MATERIAL TO PROCESS:
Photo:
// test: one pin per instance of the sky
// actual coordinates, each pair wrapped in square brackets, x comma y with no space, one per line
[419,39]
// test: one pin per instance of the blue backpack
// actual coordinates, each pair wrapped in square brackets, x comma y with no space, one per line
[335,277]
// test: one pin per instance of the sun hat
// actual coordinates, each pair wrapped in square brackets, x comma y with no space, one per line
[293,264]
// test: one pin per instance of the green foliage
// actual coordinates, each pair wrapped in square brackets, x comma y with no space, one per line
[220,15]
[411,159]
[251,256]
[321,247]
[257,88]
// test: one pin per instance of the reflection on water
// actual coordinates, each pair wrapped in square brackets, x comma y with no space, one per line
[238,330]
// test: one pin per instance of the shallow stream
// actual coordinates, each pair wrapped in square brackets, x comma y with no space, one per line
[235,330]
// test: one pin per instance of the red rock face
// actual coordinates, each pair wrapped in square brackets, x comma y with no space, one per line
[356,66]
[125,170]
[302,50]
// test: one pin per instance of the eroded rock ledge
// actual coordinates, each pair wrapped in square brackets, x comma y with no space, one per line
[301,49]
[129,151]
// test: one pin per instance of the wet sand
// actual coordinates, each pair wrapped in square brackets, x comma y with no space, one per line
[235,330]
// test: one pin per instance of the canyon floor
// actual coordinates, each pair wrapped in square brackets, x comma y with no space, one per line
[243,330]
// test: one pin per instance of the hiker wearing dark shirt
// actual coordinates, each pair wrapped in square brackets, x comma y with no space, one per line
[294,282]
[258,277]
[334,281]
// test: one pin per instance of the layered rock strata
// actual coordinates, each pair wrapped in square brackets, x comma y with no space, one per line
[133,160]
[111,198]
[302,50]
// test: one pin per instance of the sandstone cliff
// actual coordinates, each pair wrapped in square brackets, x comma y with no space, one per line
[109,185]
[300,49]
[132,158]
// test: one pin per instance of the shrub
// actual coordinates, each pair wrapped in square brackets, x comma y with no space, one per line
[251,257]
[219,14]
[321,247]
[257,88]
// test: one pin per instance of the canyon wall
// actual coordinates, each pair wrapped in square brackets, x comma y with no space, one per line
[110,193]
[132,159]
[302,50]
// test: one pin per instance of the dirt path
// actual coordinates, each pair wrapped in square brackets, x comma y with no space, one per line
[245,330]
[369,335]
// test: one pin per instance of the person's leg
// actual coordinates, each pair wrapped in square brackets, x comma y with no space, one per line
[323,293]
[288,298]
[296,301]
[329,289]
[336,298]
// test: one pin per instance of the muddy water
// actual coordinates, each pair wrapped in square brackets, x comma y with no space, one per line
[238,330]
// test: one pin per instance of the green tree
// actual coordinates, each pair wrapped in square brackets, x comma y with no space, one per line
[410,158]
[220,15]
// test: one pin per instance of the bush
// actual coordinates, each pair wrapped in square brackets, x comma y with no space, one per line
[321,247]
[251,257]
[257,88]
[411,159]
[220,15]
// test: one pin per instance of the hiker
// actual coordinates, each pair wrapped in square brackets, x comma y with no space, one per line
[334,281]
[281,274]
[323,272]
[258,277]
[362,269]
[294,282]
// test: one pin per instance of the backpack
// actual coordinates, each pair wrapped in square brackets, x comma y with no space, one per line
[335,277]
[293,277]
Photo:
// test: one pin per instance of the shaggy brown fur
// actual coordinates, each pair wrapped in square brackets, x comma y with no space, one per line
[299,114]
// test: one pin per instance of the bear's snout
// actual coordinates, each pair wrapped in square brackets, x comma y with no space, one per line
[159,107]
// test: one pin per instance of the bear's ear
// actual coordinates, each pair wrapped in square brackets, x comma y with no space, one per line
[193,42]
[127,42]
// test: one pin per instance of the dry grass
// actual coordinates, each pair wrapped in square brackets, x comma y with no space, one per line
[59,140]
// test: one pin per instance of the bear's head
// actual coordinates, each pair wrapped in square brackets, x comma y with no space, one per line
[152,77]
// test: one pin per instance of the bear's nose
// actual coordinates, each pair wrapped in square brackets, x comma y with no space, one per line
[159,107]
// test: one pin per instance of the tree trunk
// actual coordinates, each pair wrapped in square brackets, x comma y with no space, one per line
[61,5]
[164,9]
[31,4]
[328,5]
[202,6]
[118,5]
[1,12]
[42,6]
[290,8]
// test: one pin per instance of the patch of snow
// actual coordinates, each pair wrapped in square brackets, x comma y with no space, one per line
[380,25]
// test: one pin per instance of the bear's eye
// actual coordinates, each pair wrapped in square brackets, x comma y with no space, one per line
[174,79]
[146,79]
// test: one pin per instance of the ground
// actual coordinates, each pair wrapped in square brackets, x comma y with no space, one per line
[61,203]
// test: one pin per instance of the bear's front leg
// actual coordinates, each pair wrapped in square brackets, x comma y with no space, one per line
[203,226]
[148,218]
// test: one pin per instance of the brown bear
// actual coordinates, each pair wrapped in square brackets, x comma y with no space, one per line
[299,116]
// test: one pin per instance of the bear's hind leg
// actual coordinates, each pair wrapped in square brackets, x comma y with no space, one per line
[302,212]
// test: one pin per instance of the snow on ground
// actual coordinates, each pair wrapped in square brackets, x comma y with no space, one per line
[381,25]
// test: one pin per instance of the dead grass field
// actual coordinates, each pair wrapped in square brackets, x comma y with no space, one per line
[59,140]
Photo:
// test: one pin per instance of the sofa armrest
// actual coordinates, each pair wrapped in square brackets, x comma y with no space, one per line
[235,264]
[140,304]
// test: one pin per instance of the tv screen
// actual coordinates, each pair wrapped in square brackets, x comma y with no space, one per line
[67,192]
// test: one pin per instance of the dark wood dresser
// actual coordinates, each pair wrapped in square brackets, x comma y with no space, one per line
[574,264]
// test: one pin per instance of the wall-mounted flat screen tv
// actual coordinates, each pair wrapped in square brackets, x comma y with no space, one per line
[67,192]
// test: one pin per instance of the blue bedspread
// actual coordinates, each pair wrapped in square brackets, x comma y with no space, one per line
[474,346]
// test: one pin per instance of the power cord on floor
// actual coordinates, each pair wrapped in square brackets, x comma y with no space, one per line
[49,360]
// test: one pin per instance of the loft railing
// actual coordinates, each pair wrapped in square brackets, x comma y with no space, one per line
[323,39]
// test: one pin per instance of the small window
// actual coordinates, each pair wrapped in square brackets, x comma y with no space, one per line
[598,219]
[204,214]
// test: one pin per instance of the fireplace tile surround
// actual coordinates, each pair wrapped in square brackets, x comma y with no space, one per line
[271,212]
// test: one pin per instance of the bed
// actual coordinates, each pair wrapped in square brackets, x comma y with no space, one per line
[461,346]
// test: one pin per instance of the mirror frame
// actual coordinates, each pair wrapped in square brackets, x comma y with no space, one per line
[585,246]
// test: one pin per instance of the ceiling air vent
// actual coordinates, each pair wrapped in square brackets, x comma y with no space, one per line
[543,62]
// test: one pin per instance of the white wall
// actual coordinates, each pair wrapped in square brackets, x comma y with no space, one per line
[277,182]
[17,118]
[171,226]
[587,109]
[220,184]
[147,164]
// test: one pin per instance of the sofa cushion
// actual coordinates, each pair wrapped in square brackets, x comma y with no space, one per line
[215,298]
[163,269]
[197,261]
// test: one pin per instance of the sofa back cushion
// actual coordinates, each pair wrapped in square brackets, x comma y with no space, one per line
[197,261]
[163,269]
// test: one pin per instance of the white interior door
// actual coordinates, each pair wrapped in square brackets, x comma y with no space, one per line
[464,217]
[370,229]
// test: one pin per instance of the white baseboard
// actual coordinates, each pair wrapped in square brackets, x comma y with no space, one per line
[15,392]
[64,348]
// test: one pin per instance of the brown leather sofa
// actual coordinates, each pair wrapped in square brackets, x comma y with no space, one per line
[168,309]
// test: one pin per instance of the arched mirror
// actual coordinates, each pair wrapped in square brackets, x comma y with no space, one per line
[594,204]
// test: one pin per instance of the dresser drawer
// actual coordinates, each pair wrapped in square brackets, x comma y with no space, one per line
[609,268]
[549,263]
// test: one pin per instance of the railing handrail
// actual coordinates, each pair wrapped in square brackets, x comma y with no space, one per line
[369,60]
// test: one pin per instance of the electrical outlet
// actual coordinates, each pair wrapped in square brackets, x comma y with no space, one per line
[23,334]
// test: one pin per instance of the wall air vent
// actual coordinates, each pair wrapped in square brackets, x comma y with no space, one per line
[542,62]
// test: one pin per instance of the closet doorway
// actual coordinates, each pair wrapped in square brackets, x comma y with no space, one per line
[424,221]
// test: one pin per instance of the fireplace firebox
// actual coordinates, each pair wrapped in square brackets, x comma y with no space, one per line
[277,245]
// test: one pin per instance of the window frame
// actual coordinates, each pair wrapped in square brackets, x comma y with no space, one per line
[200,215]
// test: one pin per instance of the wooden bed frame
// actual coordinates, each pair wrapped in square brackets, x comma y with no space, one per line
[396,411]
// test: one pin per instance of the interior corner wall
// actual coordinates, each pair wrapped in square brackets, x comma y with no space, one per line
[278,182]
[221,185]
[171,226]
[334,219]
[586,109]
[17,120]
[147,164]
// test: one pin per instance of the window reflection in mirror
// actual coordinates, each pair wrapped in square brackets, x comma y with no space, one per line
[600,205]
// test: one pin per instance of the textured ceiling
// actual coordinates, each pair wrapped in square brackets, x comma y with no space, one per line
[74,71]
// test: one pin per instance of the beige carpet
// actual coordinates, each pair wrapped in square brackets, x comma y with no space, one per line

TASK TO CARRY OUT: If the string "frame" is in a line of the entries, pick that line out.

EXERCISE SOLUTION:
// test: one pin per instance of the mirror frame
// test: one pin per instance of the window frame
// test: one pin per instance of the wooden bed frame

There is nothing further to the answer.